§ TO DO: The data follows this line. Copy verbatim the line with "Look at the photo above. For every instance of the small" and each line after it to the end.

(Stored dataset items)

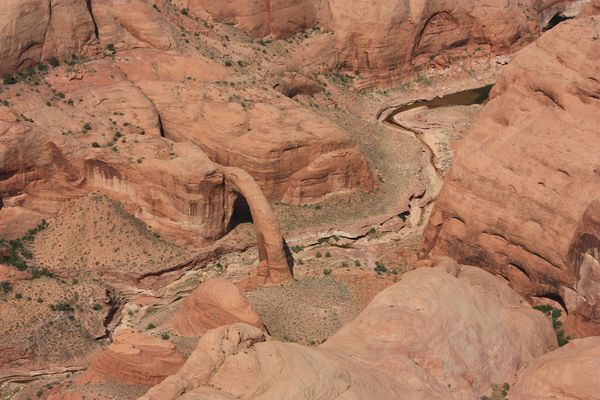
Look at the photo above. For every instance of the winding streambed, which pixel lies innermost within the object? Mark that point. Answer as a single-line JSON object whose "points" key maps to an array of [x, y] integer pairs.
{"points": [[397, 117]]}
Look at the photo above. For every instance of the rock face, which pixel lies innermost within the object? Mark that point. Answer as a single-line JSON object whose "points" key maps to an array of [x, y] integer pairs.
{"points": [[215, 303], [525, 175], [134, 358], [394, 349], [396, 37], [568, 373], [584, 259], [279, 18], [35, 30]]}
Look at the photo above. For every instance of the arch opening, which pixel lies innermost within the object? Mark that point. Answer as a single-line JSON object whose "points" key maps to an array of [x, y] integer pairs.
{"points": [[555, 297], [555, 20], [241, 213]]}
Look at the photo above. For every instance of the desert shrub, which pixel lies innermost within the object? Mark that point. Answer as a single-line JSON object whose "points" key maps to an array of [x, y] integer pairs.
{"points": [[554, 315], [380, 268], [5, 286], [62, 306], [9, 79], [499, 392]]}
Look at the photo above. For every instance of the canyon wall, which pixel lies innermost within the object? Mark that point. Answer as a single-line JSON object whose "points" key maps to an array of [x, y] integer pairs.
{"points": [[515, 199]]}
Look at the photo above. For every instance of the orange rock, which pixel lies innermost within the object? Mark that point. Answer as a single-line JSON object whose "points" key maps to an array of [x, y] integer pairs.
{"points": [[215, 303], [569, 373], [35, 30], [433, 335], [527, 171], [136, 359]]}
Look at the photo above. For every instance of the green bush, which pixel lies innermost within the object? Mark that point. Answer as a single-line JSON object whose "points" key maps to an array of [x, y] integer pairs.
{"points": [[5, 286], [62, 306], [499, 392], [380, 268], [9, 79], [554, 315]]}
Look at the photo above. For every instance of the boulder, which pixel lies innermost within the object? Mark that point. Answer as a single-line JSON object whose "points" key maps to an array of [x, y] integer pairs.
{"points": [[569, 373], [134, 358], [433, 335], [527, 171], [215, 303]]}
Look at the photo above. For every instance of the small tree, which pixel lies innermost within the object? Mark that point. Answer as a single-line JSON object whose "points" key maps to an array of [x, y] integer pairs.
{"points": [[9, 79]]}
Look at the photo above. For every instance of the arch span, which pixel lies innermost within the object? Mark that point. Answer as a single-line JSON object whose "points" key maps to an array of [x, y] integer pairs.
{"points": [[274, 267]]}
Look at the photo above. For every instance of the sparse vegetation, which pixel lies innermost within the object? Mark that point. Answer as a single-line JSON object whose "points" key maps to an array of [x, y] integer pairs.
{"points": [[15, 252], [380, 268], [554, 314], [62, 306], [5, 287], [9, 79], [297, 249], [53, 61], [499, 392]]}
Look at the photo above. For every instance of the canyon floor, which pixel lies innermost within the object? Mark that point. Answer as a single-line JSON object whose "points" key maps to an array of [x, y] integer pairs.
{"points": [[210, 202]]}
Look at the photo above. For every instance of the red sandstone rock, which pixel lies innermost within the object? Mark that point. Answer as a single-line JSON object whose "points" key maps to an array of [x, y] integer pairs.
{"points": [[35, 30], [215, 303], [527, 171], [136, 359], [433, 335], [138, 148], [569, 373], [393, 38]]}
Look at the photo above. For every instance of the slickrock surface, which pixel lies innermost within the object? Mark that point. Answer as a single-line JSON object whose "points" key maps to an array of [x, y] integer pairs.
{"points": [[393, 349], [134, 358], [148, 118], [569, 373], [528, 170], [394, 37], [214, 303]]}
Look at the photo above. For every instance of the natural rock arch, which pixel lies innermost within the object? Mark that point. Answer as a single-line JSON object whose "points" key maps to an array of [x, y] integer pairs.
{"points": [[274, 267]]}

§ FINISHED ANSWER:
Look at the photo above. For every instance of the small tree, which pixel lies innermost within the object? Mark that point. Answer as a single-line JSON object whose "points" key maps to an array of [x, y] integer pairs.
{"points": [[9, 79]]}
Look at the photo above. For every instance of the arch span, which pixel lies innermost within the object? Mark that point. Answer as a single-line JSON object whose "points" key maps to an array of [x, y] integer pairs.
{"points": [[274, 267]]}
Look at the photo above. For every instance of the sparse vegetation, which pixel lies innermost within the object? Mark that point. Answer as a single-line JSON object whose "points" key maps to an array of [x, y] integer pairs.
{"points": [[15, 252], [380, 268], [554, 314], [62, 306], [5, 287], [9, 79], [297, 249], [53, 61], [499, 392]]}
Look at the photo above. For every instance of the canyon floor, which pixel lies innermost within the object? Mark that point. Answer as a single-line JSON object whose "points" key maps to an array of [x, y] integer pairs.
{"points": [[210, 202]]}
Look at the photo above. For every instance of the red sandstone rock, which pixel lies innermost within the object? Mark that point. Answer as a single-line JSON object whose "points" key maps to an array of [x, y] integer pairs.
{"points": [[35, 30], [215, 303], [527, 171], [136, 359], [433, 335], [138, 148], [569, 373], [393, 38]]}
Look at the photo above. For every instance of the slickrock surface, which pixel lies innermost within the object? Mark that point. Answer as a single-line JSON object whose "points" key maps to an array of [x, y] integer pairs.
{"points": [[393, 349], [134, 358], [148, 118], [569, 373], [528, 170], [394, 37], [214, 303]]}
Look at the photo above. For every instance of the natural rock arch, which pixel lies innermost within the object? Mark that point. Answer as a single-line JSON object whose "points" key maps to an array of [x, y] integer pairs.
{"points": [[274, 267]]}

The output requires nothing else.